▶ TEXT:

= = = = =

COURT FILE NO.: C-1052-11
DATE: 2012-01-27
SUPERIOR COURT OF JUSTICE - ONTARIO
RE: Douglas-Ralph Pfeiffer, Applicant
AND:
Her Majesty the Queen in Right of Ontario, Ministry of Community Safety and Correctional Services, Private Security and Investigative Services Branch, Respondents
BEFORE: The Honourable Mr. Justice D. A. Broad
COUNSEL: Douglas Pfeiffer, Applicant, appearing in person
Giuseppe Ferraro, for the Respondent
HEARD: January 25, 2012
ENDORSEMENT
[1] The Application, brought under Rule 14.05, is for an Order for immediate renewal and issuance of the Applicant’s (Mr. Pfeiffer) security guard licence by the Registrar of the Private Security and Investigative Services Board (“PSISB”) and for damages .
[2] The Respondent (the Crown) has brought a Motion seeking to strike out the Notice of Application and dismissing the matter on the grounds, amongst others, that it discloses no reasonable cause of action, the Applicant does not plead the required material facts, that this Court does not have jurisdiction over the subject matter of the proceeding, and that the Application may be disposed of by a determination of a question of law, namely that the Crown does not owe a private law duty of care to the Applicant.

= = = = =

▶ GIVEN RECORDS:
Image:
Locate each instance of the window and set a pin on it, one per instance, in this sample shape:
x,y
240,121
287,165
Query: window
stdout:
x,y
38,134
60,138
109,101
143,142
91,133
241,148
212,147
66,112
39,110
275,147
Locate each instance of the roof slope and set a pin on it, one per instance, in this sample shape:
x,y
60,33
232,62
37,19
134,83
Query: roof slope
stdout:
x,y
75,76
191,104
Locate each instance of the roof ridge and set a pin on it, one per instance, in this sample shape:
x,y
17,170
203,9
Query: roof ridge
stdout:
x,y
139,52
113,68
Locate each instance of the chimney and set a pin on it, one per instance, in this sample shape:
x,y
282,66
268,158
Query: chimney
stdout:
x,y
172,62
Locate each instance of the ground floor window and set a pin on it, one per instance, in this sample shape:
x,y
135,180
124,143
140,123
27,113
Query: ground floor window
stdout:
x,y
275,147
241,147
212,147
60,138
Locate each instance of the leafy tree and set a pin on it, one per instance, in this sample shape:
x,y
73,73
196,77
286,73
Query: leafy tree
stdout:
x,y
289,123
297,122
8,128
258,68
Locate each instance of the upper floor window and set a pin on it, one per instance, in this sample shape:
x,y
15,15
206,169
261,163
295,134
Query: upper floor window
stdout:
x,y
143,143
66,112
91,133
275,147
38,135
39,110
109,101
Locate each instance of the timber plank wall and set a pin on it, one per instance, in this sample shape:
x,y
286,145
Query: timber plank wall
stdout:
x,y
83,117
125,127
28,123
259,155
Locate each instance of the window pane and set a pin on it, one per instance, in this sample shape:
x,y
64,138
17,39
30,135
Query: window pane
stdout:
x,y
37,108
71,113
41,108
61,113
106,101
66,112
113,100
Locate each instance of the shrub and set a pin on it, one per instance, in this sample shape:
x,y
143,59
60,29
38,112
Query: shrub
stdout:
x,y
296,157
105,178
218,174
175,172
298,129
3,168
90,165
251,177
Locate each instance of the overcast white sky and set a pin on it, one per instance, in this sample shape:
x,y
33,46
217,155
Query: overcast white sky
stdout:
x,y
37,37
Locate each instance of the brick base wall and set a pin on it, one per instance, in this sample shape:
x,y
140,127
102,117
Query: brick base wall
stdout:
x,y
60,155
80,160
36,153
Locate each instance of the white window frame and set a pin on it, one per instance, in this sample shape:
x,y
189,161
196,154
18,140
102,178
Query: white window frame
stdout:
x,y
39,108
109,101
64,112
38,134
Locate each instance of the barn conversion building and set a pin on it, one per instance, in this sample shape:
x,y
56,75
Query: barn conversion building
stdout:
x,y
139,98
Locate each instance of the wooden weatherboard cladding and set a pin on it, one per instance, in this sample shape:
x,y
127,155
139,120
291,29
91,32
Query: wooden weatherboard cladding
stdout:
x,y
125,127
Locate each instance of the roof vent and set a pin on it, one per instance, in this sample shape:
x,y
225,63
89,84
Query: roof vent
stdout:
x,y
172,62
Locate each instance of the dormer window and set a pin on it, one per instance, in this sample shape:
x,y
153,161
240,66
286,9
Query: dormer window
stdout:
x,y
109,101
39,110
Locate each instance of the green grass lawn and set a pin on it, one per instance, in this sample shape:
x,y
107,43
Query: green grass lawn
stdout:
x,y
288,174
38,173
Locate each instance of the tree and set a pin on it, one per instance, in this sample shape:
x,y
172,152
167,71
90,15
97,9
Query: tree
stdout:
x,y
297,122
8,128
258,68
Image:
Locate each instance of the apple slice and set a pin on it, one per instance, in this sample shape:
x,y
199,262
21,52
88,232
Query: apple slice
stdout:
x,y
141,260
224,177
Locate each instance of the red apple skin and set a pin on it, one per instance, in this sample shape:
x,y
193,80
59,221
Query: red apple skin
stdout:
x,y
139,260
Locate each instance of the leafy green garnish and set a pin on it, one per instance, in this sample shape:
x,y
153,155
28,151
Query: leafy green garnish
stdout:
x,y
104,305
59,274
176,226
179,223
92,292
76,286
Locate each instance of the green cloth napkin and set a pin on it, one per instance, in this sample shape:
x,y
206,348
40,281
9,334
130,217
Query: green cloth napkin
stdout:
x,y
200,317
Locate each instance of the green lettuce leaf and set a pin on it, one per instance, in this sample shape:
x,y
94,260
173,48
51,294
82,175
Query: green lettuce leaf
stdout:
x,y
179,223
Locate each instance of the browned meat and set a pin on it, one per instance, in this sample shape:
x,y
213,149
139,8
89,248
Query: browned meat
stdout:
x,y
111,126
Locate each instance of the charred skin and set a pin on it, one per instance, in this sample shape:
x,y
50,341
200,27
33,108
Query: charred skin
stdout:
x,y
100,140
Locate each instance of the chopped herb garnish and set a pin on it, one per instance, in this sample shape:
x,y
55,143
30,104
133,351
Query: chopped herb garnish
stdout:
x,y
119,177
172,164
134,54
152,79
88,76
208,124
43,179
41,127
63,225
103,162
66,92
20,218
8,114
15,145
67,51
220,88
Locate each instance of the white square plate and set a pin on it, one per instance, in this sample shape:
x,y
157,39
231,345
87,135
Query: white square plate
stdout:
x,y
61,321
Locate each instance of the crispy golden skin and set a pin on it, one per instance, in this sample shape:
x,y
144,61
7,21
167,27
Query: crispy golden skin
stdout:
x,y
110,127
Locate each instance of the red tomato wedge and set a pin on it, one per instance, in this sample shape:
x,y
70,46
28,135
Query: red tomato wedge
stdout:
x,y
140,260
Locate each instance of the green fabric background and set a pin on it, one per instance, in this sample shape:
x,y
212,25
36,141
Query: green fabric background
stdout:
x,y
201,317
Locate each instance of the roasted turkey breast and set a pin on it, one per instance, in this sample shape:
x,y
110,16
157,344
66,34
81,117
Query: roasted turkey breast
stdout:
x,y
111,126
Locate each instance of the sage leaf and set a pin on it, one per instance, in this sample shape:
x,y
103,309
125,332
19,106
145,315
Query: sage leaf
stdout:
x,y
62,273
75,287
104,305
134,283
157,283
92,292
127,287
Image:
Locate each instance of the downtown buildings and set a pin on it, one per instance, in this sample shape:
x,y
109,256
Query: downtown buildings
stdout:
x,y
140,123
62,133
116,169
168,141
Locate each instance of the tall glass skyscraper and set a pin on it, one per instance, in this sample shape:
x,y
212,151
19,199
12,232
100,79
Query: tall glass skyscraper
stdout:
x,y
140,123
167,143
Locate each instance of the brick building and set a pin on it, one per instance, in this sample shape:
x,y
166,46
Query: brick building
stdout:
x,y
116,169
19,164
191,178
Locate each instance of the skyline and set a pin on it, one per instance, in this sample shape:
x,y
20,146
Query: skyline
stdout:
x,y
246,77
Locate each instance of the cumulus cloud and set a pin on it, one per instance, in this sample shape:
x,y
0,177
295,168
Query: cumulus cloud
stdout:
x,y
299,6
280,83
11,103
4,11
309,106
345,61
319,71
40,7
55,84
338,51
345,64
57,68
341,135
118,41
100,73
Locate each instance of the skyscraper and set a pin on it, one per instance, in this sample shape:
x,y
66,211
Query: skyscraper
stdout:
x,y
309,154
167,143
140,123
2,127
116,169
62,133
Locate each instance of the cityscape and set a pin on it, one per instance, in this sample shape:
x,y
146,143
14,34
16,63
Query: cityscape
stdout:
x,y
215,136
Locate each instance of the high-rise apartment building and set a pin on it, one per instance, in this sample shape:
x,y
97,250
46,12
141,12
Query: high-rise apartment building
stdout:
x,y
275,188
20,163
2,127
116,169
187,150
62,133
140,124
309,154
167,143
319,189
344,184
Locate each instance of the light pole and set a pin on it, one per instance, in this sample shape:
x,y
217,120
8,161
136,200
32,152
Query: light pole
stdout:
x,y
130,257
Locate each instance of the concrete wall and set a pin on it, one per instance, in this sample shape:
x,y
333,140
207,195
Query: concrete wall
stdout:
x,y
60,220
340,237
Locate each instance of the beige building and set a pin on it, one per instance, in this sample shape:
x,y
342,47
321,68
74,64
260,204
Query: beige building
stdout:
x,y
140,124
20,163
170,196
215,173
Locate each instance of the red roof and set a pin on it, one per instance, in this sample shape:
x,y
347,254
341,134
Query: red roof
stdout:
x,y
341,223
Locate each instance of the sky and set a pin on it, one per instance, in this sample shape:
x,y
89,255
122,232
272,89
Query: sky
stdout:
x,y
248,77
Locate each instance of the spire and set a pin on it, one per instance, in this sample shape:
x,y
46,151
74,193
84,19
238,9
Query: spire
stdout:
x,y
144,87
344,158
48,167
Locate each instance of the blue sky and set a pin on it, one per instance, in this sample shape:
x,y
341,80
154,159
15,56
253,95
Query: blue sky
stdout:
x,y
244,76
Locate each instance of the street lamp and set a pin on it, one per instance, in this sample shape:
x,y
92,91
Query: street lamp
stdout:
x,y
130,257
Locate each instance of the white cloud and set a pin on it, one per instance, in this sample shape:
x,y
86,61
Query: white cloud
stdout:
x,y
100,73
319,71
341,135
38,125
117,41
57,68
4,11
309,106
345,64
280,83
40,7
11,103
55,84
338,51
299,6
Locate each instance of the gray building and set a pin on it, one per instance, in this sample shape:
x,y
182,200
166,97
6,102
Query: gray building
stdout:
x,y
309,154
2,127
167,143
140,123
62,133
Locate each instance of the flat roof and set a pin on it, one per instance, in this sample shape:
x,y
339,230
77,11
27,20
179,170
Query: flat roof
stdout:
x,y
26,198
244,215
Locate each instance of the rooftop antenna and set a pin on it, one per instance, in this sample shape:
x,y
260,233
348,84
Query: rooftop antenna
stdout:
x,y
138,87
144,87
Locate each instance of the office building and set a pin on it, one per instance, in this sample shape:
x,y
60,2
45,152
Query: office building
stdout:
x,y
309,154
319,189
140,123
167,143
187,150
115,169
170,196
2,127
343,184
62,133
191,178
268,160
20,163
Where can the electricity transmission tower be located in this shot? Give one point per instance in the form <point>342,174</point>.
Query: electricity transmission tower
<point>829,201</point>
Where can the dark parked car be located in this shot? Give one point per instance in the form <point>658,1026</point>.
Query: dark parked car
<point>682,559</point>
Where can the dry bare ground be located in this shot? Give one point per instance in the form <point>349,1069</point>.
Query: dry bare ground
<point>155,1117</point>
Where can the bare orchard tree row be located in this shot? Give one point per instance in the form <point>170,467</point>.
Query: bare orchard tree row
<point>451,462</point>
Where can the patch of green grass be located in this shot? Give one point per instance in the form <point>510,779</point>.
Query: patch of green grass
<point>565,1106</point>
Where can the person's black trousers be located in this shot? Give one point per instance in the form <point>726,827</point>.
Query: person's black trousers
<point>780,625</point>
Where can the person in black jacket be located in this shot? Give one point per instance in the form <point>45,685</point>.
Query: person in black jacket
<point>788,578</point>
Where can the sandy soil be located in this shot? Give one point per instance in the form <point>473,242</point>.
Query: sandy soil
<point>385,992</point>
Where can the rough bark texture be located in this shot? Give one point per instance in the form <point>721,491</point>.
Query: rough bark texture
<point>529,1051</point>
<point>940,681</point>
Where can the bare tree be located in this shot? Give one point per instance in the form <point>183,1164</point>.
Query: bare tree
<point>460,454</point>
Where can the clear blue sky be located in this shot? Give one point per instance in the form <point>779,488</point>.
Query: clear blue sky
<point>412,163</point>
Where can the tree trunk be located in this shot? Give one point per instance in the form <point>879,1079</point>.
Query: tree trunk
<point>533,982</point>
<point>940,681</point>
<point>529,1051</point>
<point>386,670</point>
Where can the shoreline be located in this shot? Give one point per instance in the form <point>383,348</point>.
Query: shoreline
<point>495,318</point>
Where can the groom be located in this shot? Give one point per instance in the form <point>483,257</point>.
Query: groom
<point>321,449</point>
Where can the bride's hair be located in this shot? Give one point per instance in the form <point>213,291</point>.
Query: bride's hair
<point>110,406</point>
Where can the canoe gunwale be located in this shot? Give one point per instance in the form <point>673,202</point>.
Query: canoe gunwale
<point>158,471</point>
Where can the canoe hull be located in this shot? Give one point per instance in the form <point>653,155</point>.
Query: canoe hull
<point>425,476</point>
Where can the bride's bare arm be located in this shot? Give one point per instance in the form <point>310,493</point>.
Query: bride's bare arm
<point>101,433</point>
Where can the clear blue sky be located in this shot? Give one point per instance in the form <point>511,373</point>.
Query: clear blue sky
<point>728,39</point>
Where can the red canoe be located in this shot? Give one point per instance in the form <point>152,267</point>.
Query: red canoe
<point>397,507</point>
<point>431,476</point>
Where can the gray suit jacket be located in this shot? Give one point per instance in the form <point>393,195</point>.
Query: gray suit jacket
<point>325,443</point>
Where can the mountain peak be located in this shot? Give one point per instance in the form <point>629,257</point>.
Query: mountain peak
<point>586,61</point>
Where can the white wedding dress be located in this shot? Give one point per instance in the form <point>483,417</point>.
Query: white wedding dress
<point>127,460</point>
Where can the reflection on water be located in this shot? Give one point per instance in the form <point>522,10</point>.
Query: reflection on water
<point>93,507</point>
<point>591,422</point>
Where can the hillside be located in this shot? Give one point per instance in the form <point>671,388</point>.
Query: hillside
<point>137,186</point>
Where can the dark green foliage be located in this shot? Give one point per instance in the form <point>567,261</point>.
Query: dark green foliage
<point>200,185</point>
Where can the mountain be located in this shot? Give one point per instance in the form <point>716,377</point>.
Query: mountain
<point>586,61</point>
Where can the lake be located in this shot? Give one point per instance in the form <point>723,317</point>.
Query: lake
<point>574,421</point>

= = = = =

▶ EXERCISE TASKS:
1. In the court endorsement, under which rule was the application brought?
2. Write the next part of the court endorsement, picking up after its last paragraph.

▶ ANSWERS BELOW:
1. Rule 14.05

2.
[3] Mr. Ferraro, for the Crown, argued that there were three threshold issues, namely:
a) That the Application is premature since the Court has no jurisdiction to deal with the matter as the Private Security and Investigative Services Act, 2005 (“PSISA”) provides for an administrative process to deal with reviews of the Registrar’s decision not to issue or renew a license;
b) That the facts as pleaded are not sufficient to ground the Application; and
c) The Application is frivolous or vexatious.
[4] In addition, Mr. Ferraro advanced a substantive ground for dismissal, namely that the Crown owed no duty of care to the Applicant, both with respect to the mandatory Order sought and the claim for damages.
Background
[5] Mr. Pfeiffer has been a security guard, employed by the Canadian Corps of Commissionaires since May, 2000. He held a licence issued by the PSISB, which came up for renewal on May 25, 2011. Mr. Pfeiffer applied to the Registrar for renewal of his licence on April 13, 2011.
[6] The Registrar advised Mr. Pfeiffer by letter that his application could not be processed “without satisfying the identification and guarantor requirements as set out by recent changes made by the RCMP regarding criminal background checks.” The required documents comprised two pieces of identification signed by an acceptable guarantor. The Registrar advised that once those documents were submitted, the application would continue to be processed.
[7] Mr. Pfeiffer took the position that there was no legal requirement for him to submit the requested documents, and did not do so. In the Application, and in argument, Mr. Pfeiffer took the position that the Registrar was not entitled to adopt the new policy of the RCMP, that in so doing, she improperly abandoned her duty by delegating her decision-making to the RCMP and, in so doing, was negligent.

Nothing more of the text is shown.